Set exercise: Rewrite the stretch of lines from the one containing "point: elephant's foot" through the last line, swapping "marker" for "dot" and leaving everything else unchanged.

Supplied information:

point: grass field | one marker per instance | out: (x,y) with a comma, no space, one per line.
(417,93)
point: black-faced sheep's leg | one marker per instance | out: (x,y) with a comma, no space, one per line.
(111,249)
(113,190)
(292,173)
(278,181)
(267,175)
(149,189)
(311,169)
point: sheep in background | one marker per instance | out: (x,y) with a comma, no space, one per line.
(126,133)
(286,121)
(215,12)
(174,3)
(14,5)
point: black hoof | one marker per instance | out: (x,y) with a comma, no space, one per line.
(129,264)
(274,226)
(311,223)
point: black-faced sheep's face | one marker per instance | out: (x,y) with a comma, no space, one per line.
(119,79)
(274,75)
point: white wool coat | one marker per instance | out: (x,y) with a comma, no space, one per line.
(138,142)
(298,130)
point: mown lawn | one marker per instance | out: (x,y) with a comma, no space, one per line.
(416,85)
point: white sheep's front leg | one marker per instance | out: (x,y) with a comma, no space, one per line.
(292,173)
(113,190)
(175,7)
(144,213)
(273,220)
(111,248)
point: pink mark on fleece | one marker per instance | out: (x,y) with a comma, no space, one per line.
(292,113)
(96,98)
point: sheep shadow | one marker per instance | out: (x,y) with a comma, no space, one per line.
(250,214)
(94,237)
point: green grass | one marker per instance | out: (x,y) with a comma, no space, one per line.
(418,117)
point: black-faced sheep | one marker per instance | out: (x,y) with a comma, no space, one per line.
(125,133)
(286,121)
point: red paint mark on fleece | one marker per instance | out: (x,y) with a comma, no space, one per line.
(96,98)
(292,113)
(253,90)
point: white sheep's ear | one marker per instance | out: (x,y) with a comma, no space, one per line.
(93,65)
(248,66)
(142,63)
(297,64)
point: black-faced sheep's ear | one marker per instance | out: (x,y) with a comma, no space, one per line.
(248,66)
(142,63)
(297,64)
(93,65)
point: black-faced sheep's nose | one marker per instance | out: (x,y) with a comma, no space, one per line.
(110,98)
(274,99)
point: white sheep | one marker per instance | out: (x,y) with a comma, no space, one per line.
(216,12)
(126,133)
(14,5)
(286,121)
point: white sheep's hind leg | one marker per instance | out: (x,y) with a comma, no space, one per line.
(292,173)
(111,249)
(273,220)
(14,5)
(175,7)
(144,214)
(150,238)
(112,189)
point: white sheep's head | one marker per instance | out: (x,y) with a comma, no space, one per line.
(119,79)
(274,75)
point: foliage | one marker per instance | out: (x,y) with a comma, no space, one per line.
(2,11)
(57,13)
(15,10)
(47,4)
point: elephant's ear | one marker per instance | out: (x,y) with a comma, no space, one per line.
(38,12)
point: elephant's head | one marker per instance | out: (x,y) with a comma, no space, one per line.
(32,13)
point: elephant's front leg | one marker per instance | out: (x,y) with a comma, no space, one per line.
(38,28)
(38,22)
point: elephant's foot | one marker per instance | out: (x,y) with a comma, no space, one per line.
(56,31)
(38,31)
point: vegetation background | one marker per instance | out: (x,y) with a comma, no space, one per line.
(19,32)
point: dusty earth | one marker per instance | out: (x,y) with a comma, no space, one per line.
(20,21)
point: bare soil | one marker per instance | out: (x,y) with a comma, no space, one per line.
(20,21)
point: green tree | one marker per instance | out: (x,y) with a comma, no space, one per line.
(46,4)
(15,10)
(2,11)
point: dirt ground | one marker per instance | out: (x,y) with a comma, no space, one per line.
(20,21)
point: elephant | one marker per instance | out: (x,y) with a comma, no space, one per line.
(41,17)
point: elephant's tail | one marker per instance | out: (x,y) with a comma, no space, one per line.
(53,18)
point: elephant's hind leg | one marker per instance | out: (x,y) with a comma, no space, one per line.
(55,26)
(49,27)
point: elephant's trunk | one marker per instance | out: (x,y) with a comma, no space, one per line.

Output of the exercise:
point: elephant's foot | one dot per instance | out: (x,y) with a comma, no space, one per line.
(56,31)
(38,31)
point: vegetation background | one dot per instance | out: (x,y) with a comma, no space, one per line.
(19,32)
point: dusty earth | one dot per instance | out: (x,y) with a comma, no space, one per line.
(20,21)
point: bare soil | one dot per instance | out: (x,y) with a comma, no space, one per line.
(20,21)
point: green tree | one dot per instance | out: (x,y) with a comma, no space, one per line.
(46,4)
(15,10)
(2,11)
point: dirt ground | one dot per instance | out: (x,y) with a comma, no space, one per line.
(20,21)
point: elephant | one dot per instance | out: (x,y) with a comma, no space, one per line.
(41,17)
point: elephant's tail | one dot per instance | out: (x,y) with a comma, no space, one per line.
(53,18)
point: elephant's hind leg | one dot per instance | out: (x,y) with a comma, no space, one per line.
(55,26)
(49,27)
point: elephant's trunk | one dot per instance | out: (x,y) with a comma, no space, one per line.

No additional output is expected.